Consigne A
D'après l'extrait, en quelle année est paru le roman de Boris Vian que Delcourt réédite en bande dessinée ?
Consigne B
Relevez tous les domaines que, selon l'extrait, aborde la réflexion cachée derrière l'ambiance du récit.
Consigne C
Reproduisez sans modification le passage de l'extrait qui commence aux mots « D écidément, il » et se termine après « de cas intéressant. ».

Extrait
⁂

L'arrache-cœur L'Arrache-cœur

D écidément, il se passe de drôles de choses dans cette lande désolée que parcourt un homme ayant, pour unique bagage, une sacoche. Passant à proximité d'une demeure lugubre, il entend des cris déchirer le silence. Une femme enrobée essaie d'accoucher. Mettant à contribution son instinct, il extirpe non pas un, ni deux, mais trois nourrissons : des «trumeaux». Manifestement, Clémentine a du mal avec sa délivrance toute récente, obsédée par le bien-être de ses enfants et dégoûtée de son propre corps, ainsi que de son mari. Un très bon sujet d'étude pour ce psychanalyste de passage, en déficit de cas intéressant.

En même temps que L'écume des jours des jours, Delcourt réédite en bande dessinée le dernier roman de Boris Vian paru en 1953. Dans un village isolé, le lecteur suit une poignée d'individus vivant plus ou moins bien leurs névroses avec, comme observateur actif, un étranger curieux de ces mœurs étranges et avide de patients. L'ambiance se révèle pour le moins malsaine, les habitudes, traditions et autres éclats des habitants s'avérant pétries de violence et, surtout, absurdes (torture de chevaux, vente aux enchères de vieillards, combat de curés...), vues de l'extérieur. Tout cela cache finalement une réflexion abordant plusieurs domaines (psychanalyse, monde rural, religion, maternité...), mais concerne de manière globale l'humanité et ses tares. Accordant un petit côté comique, les inventions de vocabulaire parsèment la narration, le romancier aime jouer avec les mots en inventant des mois et leur durée par exemple. Chaque protagoniste secondaire sert de contre-argumentaire au médecin et à sa vision toute personnelle de la vie. Assurément burlesque et surréaliste, le texte intelligent ne manque pas de poésie sombre et de passages crus.

⁂

Contenu des données
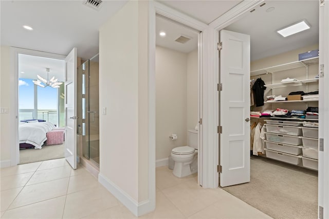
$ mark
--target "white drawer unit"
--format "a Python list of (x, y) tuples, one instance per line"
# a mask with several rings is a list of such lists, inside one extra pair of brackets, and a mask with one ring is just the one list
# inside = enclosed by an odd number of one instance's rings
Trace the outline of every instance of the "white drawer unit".
[(266, 149), (281, 152), (299, 155), (302, 153), (302, 147), (291, 144), (282, 144), (265, 140)]
[(315, 148), (302, 147), (303, 156), (308, 158), (318, 159), (319, 158), (319, 151)]
[(299, 165), (302, 162), (302, 159), (300, 156), (293, 155), (285, 153), (272, 151), (268, 149), (265, 149), (265, 150), (266, 151), (266, 157), (269, 158), (294, 165)]
[(266, 132), (270, 132), (271, 133), (301, 136), (302, 135), (302, 127), (296, 126), (291, 126), (266, 124)]
[(302, 157), (302, 159), (303, 160), (303, 167), (317, 171), (319, 169), (319, 161), (318, 160), (304, 157)]
[(303, 125), (301, 122), (294, 122), (291, 121), (281, 121), (281, 120), (264, 120), (267, 124), (281, 125), (291, 125), (293, 126), (300, 126)]
[(302, 127), (303, 136), (307, 138), (318, 138), (319, 137), (319, 129), (318, 128), (311, 128)]
[(317, 138), (305, 138), (302, 137), (303, 146), (307, 148), (318, 149), (318, 139)]
[(265, 135), (266, 135), (266, 139), (269, 141), (297, 146), (302, 144), (302, 137), (300, 136), (279, 135), (268, 132), (266, 132)]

⁂

Votre solution A
En 1953.

Votre solution B
Psychanalyse, monde rural, religion, maternité.

Votre solution C
D écidément, il se passe de drôles de choses dans cette lande désolée que parcourt un homme ayant, pour unique bagage, une sacoche. Passant à proximité d'une demeure lugubre, il entend des cris déchirer le silence. Une femme enrobée essaie d'accoucher. Mettant à contribution son instinct, il extirpe non pas un, ni deux, mais trois nourrissons : des «trumeaux». Manifestement, Clémentine a du mal avec sa délivrance toute récente, obsédée par le bien-être de ses enfants et dégoûtée de son propre corps, ainsi que de son mari. Un très bon sujet d'étude pour ce psychanalyste de passage, en déficit de cas intéressant.